AIM OF THE TASK: Write out the listing exactly as it is given.

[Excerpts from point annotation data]
↓↓↓

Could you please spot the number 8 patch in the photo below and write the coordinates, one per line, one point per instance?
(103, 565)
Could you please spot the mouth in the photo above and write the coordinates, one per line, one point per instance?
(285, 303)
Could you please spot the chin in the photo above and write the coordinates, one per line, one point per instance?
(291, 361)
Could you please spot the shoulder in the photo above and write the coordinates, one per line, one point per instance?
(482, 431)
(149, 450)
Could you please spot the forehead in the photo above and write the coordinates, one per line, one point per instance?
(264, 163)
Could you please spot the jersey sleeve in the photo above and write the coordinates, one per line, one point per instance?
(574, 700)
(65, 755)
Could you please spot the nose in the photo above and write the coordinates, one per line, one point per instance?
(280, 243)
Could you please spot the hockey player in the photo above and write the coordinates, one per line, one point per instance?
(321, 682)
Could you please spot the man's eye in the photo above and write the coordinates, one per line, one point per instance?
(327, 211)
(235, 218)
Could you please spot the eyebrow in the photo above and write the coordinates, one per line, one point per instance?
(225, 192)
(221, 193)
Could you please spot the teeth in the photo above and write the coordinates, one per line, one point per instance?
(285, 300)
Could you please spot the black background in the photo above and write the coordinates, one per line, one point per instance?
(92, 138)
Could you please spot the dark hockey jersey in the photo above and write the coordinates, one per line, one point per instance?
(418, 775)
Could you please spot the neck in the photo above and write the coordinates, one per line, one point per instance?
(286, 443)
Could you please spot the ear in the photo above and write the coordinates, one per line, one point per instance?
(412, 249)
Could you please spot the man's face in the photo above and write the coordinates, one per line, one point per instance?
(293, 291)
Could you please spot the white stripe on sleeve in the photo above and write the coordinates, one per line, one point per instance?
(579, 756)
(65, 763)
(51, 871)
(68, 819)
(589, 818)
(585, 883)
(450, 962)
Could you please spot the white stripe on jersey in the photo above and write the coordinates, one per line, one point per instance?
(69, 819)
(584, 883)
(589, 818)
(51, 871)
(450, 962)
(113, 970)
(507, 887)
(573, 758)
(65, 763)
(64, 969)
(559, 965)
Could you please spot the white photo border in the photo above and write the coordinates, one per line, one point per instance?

↑↑↑

COMPLETE OUTPUT:
Could you please spot the number 8 patch in the photo below and write the coordinates, one per line, one point per instance?
(103, 565)
Could you please spot the mouth in the photo above and write the coordinates, one per line, one point per instance?
(285, 303)
Could you please spot the chin in the photo above and write the coordinates, one per line, one point per instance?
(291, 361)
Could you please spot the shoulder in the photo above and write the coordinates, one per line, one point per instance?
(482, 431)
(149, 450)
Could you please spot the forehead in the photo above and write the coordinates, one per line, one point per instance?
(264, 163)
Could you please spot the jersey sleeve in the photo above and write the coordinates, one per line, one point per instance?
(574, 700)
(65, 755)
Could you please spot the nose in the photo above and write the coordinates, one per line, one point per instance?
(280, 243)
Could you please spot the hockey player in the photo above and write the coordinates, one per line, one point per instance?
(321, 682)
Could you please spot the man's eye in the photo above and write the coordinates, one per line, one point per instance?
(327, 211)
(235, 218)
Could you please spot the eyebrow in the photo above and write the coordinates, one per line, one point per instance?
(225, 192)
(221, 193)
Could you please spot the teeth in the photo above and write the coordinates, one per line, one point per instance?
(285, 300)
Could you please spot the black background in the photo above and write the coordinates, one per line, one point per instance?
(92, 138)
Could you please spot the dark hockey jersey in the photo above and write the coordinates, one per line, one point per instance?
(418, 775)
Could you please spot the neck in the photo above and write the coordinates, one per line, one point per instance?
(286, 443)
Could you please spot the ear in the photo above and write the coordinates, one per line, one point per instance?
(412, 249)
Could you please spot the man's face in the photo above and write the coordinates, one per line, one point per instance?
(293, 291)
Could you please spot the white stripe on sleeve in the photo above and write the coordinates, one per line, one point per instance?
(579, 756)
(65, 763)
(51, 871)
(68, 819)
(589, 818)
(585, 883)
(450, 962)
Could you please spot the white stripe on jersey in the photo above and write the coordinates, one per line, one point per instance?
(69, 819)
(584, 883)
(589, 818)
(51, 871)
(450, 962)
(113, 970)
(507, 887)
(573, 758)
(65, 763)
(64, 969)
(559, 965)
Could you please spot the white photo border in the photo above and write the coordinates, one per line, one point per instance?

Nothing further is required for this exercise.